PASSAGE GIVEN:
▶

JJ, I've found something of yours to disagree with! -Clemsy
Well...then obviously one of us has to adjust their thinking!!! :wink:
Actually, I find this kind of thing profoundly rare. Until Christianity and Islam came along, gods were absorbed far more than cast off. In fact, the reason Romans persecuted the Christians was because they came along with a 'new' god and 'new' religion which made absolutely no sense to them. As long as Christianity was Jewish cult, they didn't care. If the biblical traditions were syncretic rather than ethnic, history would tell us a profoundly different story.

Otherwise, the gods existed 'time out of mind.' -Clemsy
Hmmmm, I suppose I was getting at the leaving behind of gods like Zeus, Hera, Thor and the like, but when I think about what you wrote, I cannot disagree. It does seem to be more often the case that gods are recycled and reupholstered to fit the new cultural environment. I should have been a bit more clear in my point and thought it through before posting. Of coarse, that would fly in the face of all my previous posts! 8)

As I look around today this is illustrated in epic proportions. I do not know what the current count of Christian offspring religions are, but I remember hearing something along the lines of 400 sects a few years ago. Islam seems to have less deviation, but the differences are so focused on that each sect seems to choose the destruction of the other as the best answer for the inconsistency.

◀

WRITTEN PROBLEM A:
Answer these questions about the forum exchange about gods:
(i) What reason does the exchange give for the Romans persecuting the Christians?
(ii) Which gods are named as examples of gods left behind?
(iii) About how many Christian sects does the writer recall hearing of a few years ago?
WRITTEN PROBLEM B: From the forum exchange about gods, write down the part that begins at the words "Otherwise, the gods" and stops after "previous posts! 8)".
WRITTEN PROBLEM C: Carry the forum exchange about gods further, picking up after its last sentence.
The data that comes next has nothing to do with the forum exchange about gods.

DATA EXCERPT:
▶

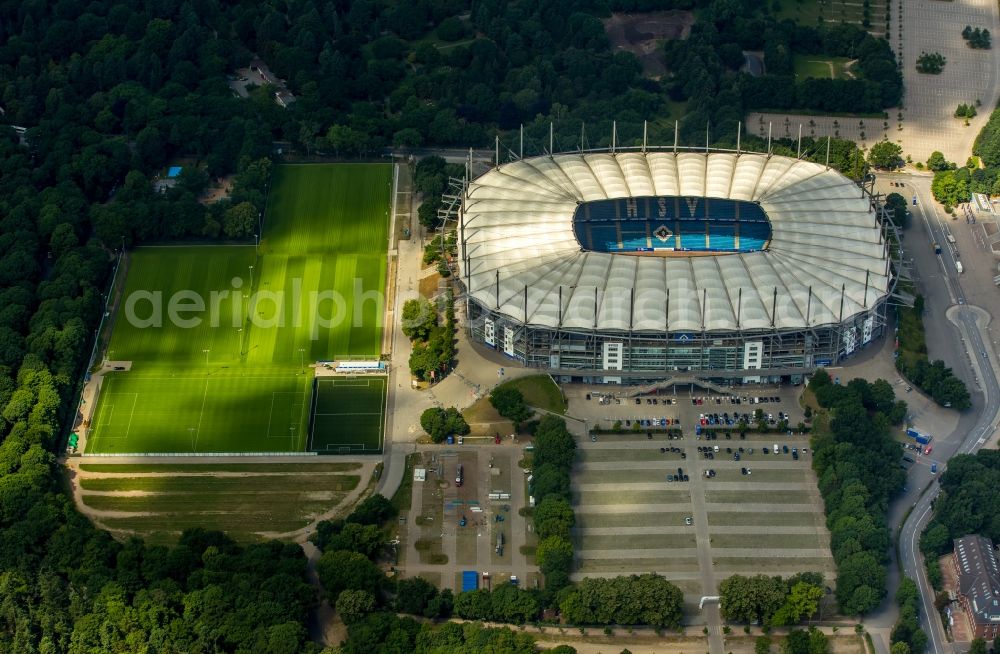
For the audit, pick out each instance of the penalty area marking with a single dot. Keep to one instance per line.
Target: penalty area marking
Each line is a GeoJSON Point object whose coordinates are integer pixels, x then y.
{"type": "Point", "coordinates": [103, 424]}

◀

EXERCISE OUTPUT A:
(i) The Christians came along with a 'new' god and 'new' religion that made absolutely no sense to the Romans.
(ii) Zeus, Hera and Thor.
(iii) Something along the lines of 400.

EXERCISE OUTPUT B:
Otherwise, the gods existed 'time out of mind.' -Clemsy
Hmmmm, I suppose I was getting at the leaving behind of gods like Zeus, Hera, Thor and the like, but when I think about what you wrote, I cannot disagree. It does seem to be more often the case that gods are recycled and reupholstered to fit the new cultural environment. I should have been a bit more clear in my point and thought it through before posting. Of coarse, that would fly in the face of all my previous posts! 8)

EXERCISE OUTPUT C:
Finally, I tend to agree with what you said about educators in response to Neo's statement, however, having lived in Tennessee, I can tell you that there are plenty of educators who believe that the earth is 6,000 years old and have no problem saying so in or outside of the classroom. After all, these folks take the whole enchilada when it comes to the Bible...none of that wishy-washy picking out the "god is love" crap for them! My experiences with such people has been "you take it all as the word of god or you are going straight to hell....no exceptions". Of coarse, if they actually knew what the book said instead of repeating verses they have been taught, they might feel differently. I wonder how a "southern man" (using Neil Young's image) would feel about the theory that the ten commandments were written for and applied only to Jews?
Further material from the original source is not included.